米国の新規失業保険申請件数を扱った記事を、最後の文の後から書き継いでください。

▶ 提示文:
▬▬▬

NYの視点:米国の雇用は依然堅調、失業保険申請件数の予想外の増加は特別要因

2016年5月13日 07:25


*07:25JST NYの視点:米国の雇用は依然堅調、失業保険申請件数の予想外の増加は特別要因

米国労働省が発表した週次新規失業保険申請件数の最新は前週比2万件増の29.4万件と、減少予想に反して前回から増加し昨年2月末以降1年超ぶりの高水準となった。先週末発表された4月雇用統計も非農業部門雇用者数が予想を下回り失業率も予想外に下げ止まったことに続き、雇用市場の伸びが停滞したとの警戒感が一時広がった。米国経済の中で確実に順調な拡大を見せていたのは雇用市場であったことから、米国の利上げペースにも影響を与えるとの懸念もいったん浮上。

しかし、ほとんどのエコノミストはニューヨーク市の学校の春休みという季節的要因が影響したと指摘。懸念するにはあたらないとの見解を示した。教員以外の学校職員(スクールバスの運転手、カフェテリアの職員など)は、学校が1-2週間の休校中、失業保険を申請することが容認されているため。毎年、春休みの期間にはずれがあるため、季節的要因として調整することも困難だという。

▬▬▬

▶ 保存データ:
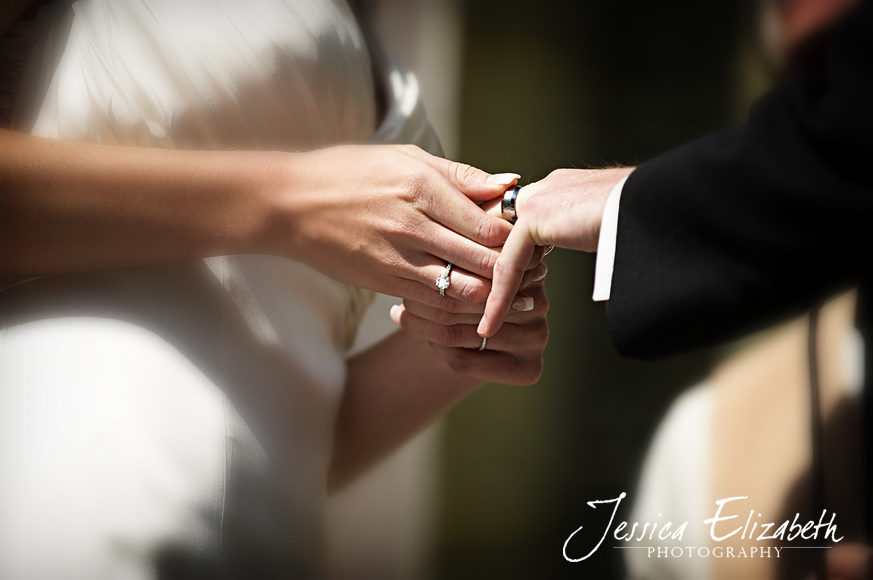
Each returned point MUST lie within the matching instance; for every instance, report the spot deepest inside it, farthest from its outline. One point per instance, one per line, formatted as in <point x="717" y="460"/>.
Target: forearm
<point x="393" y="391"/>
<point x="75" y="207"/>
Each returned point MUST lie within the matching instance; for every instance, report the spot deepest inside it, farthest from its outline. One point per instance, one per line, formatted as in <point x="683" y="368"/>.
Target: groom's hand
<point x="565" y="209"/>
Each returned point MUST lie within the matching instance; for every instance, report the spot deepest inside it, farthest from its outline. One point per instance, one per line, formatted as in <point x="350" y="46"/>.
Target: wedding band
<point x="443" y="282"/>
<point x="507" y="206"/>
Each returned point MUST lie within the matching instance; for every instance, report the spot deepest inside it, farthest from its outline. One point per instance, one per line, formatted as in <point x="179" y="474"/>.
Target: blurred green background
<point x="551" y="84"/>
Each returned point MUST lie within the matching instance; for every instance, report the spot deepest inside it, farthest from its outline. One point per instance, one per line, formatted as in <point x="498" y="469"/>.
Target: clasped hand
<point x="393" y="221"/>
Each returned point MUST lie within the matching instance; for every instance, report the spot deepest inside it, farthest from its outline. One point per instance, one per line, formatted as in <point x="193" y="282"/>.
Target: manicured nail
<point x="502" y="178"/>
<point x="523" y="303"/>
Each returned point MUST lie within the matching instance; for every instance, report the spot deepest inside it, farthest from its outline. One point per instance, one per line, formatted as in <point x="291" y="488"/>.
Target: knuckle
<point x="458" y="363"/>
<point x="445" y="317"/>
<point x="414" y="187"/>
<point x="501" y="267"/>
<point x="462" y="172"/>
<point x="472" y="291"/>
<point x="488" y="261"/>
<point x="449" y="335"/>
<point x="537" y="335"/>
<point x="449" y="304"/>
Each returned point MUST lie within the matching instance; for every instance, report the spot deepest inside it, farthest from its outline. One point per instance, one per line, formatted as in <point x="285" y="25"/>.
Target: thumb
<point x="476" y="184"/>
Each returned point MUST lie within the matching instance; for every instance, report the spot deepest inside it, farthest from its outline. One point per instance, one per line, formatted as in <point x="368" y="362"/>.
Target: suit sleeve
<point x="746" y="227"/>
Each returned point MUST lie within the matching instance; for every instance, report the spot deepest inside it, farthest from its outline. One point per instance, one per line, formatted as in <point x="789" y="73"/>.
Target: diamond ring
<point x="443" y="282"/>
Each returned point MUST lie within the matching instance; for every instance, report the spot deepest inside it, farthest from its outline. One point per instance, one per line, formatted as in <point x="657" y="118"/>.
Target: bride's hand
<point x="389" y="218"/>
<point x="514" y="355"/>
<point x="565" y="209"/>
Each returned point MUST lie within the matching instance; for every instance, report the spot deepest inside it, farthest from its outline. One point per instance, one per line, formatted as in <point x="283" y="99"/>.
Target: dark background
<point x="549" y="84"/>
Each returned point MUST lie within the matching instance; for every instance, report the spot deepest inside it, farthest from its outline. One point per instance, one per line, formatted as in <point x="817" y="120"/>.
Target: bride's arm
<point x="381" y="217"/>
<point x="400" y="385"/>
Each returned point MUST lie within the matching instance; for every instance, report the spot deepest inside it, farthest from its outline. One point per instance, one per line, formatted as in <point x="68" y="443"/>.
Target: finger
<point x="490" y="365"/>
<point x="415" y="290"/>
<point x="525" y="307"/>
<point x="537" y="257"/>
<point x="476" y="184"/>
<point x="445" y="245"/>
<point x="508" y="273"/>
<point x="463" y="285"/>
<point x="512" y="337"/>
<point x="454" y="335"/>
<point x="447" y="206"/>
<point x="531" y="277"/>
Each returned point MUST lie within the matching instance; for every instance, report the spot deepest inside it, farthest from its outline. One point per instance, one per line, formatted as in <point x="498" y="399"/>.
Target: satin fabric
<point x="179" y="418"/>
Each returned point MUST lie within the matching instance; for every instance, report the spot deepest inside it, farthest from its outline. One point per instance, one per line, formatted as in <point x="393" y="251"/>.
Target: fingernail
<point x="502" y="178"/>
<point x="523" y="303"/>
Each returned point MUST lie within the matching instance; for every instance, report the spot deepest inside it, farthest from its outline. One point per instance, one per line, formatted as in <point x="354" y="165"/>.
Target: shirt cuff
<point x="606" y="245"/>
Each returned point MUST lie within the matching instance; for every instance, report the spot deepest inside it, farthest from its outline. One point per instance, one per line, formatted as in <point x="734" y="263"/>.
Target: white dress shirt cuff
<point x="606" y="245"/>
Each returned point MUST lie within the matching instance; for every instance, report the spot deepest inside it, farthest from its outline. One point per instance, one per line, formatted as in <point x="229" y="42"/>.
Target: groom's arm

▬▬▬

▶ 解答:
また、失業保険申請件数の30万件割れは62週連続で1973年来で最長となったほか、変動を除いた4週平均は26.8万件と前回25.8万件から増加したものの依然として低い水準。4月雇用統計のヘッドライン指数が雇用の拡大ペースの鈍化を示したが、賃金は上昇の兆候が見られるほか、広義の失業率(U-6)や長期失業率が低下、週平均労働時間も増加した。また、米連邦準備制度理事会(FRB)のイエレン議長が労働市場のたるみ具合をはかる上で注視している最新、3月のJOLT(求人労働移動調査)求人件数も過去2番目の高水準を記録するなど、労働市場のたるみの解消傾向が続いている証拠もある。6月連邦公開市場委員会(FOMC)までには5月の雇用統計も発表される。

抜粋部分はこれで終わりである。